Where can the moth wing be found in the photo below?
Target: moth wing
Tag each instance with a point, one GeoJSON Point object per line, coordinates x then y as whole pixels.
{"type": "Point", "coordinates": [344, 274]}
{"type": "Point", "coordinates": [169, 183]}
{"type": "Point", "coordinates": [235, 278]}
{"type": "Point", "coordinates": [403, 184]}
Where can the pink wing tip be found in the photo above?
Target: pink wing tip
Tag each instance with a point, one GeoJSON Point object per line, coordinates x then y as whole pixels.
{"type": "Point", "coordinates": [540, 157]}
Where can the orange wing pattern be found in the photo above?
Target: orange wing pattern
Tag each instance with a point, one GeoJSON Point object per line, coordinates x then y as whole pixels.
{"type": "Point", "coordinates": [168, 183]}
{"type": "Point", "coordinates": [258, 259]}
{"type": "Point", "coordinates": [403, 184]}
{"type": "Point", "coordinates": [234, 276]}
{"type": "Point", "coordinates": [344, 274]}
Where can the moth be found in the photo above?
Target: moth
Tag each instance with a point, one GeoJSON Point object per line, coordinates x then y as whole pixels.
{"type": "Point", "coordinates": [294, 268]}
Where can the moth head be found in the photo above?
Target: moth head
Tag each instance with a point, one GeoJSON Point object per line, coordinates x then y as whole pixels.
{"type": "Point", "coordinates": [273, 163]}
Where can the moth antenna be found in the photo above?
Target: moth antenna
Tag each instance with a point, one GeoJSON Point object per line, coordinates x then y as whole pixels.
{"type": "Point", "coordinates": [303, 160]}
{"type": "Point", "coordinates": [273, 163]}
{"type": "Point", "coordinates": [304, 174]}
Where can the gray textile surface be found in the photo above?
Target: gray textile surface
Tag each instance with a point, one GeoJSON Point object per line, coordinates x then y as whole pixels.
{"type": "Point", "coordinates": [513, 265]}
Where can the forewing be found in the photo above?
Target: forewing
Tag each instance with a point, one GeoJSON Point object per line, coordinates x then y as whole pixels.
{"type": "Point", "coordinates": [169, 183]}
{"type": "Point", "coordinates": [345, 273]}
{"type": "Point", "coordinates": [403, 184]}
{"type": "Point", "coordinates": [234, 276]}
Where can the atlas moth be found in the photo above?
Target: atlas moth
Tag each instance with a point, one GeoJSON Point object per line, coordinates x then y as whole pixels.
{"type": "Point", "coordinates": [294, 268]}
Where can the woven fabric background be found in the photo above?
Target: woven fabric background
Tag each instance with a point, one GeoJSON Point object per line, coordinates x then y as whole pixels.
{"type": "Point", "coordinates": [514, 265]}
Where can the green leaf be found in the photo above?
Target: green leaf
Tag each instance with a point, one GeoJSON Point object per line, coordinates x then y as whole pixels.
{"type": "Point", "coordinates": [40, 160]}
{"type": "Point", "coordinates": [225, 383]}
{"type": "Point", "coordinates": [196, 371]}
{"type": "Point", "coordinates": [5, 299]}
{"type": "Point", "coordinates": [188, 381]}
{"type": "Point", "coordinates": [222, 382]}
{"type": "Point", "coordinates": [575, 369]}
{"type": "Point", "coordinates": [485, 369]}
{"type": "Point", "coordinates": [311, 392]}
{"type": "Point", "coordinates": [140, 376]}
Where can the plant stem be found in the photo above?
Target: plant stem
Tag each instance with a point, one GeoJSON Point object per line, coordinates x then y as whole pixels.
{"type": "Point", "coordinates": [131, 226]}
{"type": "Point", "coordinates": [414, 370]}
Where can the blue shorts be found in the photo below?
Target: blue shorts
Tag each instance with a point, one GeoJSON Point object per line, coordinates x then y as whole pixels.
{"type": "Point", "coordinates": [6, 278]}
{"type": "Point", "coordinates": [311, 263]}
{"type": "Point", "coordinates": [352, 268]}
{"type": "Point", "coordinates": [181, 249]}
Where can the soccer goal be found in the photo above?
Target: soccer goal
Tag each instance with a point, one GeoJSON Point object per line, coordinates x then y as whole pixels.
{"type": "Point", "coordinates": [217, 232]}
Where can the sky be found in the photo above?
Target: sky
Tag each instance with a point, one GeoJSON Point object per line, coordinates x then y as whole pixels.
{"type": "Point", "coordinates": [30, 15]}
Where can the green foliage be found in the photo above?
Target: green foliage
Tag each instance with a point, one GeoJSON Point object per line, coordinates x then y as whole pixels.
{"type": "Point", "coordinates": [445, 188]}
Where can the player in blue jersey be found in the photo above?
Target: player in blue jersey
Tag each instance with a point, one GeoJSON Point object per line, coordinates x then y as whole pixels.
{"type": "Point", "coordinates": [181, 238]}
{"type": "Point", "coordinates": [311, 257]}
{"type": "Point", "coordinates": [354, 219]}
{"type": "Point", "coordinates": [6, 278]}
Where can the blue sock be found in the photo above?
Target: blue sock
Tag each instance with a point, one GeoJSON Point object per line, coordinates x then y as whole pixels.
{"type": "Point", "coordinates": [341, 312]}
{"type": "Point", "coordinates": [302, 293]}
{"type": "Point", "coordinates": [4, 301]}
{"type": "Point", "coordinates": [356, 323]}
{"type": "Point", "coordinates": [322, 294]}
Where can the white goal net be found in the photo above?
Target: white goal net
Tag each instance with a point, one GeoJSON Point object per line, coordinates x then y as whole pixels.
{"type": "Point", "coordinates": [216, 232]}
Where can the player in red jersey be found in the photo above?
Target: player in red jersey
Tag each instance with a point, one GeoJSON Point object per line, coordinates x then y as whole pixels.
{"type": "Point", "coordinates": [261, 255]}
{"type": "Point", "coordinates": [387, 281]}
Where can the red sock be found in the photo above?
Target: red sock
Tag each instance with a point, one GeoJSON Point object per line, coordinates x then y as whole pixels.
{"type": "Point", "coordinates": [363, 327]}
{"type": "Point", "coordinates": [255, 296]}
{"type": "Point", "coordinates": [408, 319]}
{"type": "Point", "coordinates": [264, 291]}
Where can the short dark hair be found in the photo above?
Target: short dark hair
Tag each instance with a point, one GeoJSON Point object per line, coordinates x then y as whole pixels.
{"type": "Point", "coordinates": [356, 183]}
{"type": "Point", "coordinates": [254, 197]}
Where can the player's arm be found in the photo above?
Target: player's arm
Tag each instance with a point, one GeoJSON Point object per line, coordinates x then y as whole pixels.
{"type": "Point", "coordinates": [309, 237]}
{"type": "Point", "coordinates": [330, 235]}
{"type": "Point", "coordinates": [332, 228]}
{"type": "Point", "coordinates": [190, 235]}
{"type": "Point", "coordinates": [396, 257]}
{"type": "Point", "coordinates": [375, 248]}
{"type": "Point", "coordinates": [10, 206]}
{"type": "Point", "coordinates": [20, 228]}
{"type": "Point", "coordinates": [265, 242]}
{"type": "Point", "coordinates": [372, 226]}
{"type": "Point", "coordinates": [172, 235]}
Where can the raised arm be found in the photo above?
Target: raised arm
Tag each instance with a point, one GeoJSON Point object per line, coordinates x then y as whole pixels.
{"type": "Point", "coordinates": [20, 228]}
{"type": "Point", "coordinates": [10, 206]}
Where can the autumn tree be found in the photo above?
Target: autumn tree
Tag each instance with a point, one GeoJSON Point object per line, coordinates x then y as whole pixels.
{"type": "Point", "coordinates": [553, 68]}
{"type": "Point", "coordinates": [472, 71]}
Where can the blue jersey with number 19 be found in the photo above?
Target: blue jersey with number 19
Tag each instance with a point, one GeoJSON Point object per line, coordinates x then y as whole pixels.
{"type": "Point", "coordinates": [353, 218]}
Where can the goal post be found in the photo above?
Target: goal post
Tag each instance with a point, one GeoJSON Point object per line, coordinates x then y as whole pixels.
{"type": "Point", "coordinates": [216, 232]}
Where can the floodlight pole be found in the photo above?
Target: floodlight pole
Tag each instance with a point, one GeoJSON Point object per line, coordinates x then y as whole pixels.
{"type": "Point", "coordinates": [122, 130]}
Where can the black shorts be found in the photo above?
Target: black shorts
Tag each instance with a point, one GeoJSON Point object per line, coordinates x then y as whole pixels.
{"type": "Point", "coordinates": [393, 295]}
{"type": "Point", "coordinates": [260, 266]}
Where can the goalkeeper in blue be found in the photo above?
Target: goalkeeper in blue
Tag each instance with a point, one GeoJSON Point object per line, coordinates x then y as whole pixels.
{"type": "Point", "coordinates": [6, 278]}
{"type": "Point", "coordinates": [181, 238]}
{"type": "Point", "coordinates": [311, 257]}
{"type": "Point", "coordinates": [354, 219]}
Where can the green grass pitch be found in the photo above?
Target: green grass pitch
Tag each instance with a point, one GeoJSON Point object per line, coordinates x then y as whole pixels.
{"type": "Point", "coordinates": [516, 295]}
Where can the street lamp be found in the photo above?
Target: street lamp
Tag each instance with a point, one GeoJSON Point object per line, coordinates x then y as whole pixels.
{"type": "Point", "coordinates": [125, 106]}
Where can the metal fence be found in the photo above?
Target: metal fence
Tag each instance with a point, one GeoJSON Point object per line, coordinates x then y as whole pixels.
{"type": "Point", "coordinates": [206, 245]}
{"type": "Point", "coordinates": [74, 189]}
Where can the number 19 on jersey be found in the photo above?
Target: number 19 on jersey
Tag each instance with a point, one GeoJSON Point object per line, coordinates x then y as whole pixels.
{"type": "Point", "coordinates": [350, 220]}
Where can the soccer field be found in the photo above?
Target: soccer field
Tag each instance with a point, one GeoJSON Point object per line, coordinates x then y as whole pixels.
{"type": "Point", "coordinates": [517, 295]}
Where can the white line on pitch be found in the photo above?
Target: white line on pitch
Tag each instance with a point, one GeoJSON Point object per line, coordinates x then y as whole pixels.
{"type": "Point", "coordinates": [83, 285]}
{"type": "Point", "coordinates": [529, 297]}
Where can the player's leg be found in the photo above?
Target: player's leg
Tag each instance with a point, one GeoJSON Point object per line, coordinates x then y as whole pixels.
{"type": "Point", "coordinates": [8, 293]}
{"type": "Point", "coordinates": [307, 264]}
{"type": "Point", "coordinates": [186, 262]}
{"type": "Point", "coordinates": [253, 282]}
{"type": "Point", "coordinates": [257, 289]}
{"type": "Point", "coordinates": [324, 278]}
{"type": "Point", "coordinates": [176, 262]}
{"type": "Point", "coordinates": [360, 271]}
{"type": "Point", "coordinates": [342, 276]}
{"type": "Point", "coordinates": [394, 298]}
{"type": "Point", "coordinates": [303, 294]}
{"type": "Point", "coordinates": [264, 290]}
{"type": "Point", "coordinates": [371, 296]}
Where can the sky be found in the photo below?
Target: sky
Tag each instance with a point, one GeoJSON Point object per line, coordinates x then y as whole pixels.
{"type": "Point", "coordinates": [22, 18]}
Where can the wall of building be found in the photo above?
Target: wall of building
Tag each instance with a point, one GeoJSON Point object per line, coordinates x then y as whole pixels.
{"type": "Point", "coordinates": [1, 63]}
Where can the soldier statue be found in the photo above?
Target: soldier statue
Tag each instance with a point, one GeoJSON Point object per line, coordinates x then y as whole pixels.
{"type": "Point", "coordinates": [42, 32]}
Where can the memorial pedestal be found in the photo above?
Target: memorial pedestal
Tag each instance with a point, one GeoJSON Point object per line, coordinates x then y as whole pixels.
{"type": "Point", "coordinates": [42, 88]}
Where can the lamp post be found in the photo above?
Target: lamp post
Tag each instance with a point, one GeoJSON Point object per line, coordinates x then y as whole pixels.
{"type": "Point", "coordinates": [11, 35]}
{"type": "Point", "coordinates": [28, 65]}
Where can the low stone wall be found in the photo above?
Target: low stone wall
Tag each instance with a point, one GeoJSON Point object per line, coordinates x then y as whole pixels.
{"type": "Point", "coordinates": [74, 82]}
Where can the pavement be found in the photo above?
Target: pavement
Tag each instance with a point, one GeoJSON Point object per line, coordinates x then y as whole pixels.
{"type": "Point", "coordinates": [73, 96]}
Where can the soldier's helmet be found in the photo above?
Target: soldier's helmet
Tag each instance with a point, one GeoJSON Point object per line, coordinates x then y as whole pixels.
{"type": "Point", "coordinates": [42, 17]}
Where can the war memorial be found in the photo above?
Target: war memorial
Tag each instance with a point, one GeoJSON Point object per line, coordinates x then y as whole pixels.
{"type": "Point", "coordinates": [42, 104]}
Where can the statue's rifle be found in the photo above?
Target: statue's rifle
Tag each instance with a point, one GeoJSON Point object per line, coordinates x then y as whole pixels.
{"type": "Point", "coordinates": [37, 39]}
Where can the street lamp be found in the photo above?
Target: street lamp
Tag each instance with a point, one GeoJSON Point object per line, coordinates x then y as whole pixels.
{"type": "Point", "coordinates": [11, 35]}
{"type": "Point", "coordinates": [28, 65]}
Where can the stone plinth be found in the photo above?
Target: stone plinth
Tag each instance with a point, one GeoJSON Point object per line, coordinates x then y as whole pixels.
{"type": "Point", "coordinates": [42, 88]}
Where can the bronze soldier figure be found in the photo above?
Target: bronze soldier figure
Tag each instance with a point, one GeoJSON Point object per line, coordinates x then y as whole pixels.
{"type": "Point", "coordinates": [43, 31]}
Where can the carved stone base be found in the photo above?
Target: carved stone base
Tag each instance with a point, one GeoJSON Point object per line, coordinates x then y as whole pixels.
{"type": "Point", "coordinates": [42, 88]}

==================================================

Exercise aim
Go back to the listing above. Copy word for word the lines from the one with "Target: pavement" through the one with "Where can the war", and nothing more.

Response box
Target: pavement
Tag each instance with a point, one GeoJSON Point object per line, coordinates x then y as whole pixels.
{"type": "Point", "coordinates": [73, 96]}
Where can the soldier's helmet be found in the photo above?
Target: soldier's helmet
Tag each instance with a point, one GeoJSON Point object per line, coordinates x then y as whole pixels.
{"type": "Point", "coordinates": [42, 17]}
Where can the war memorial be found in the photo above?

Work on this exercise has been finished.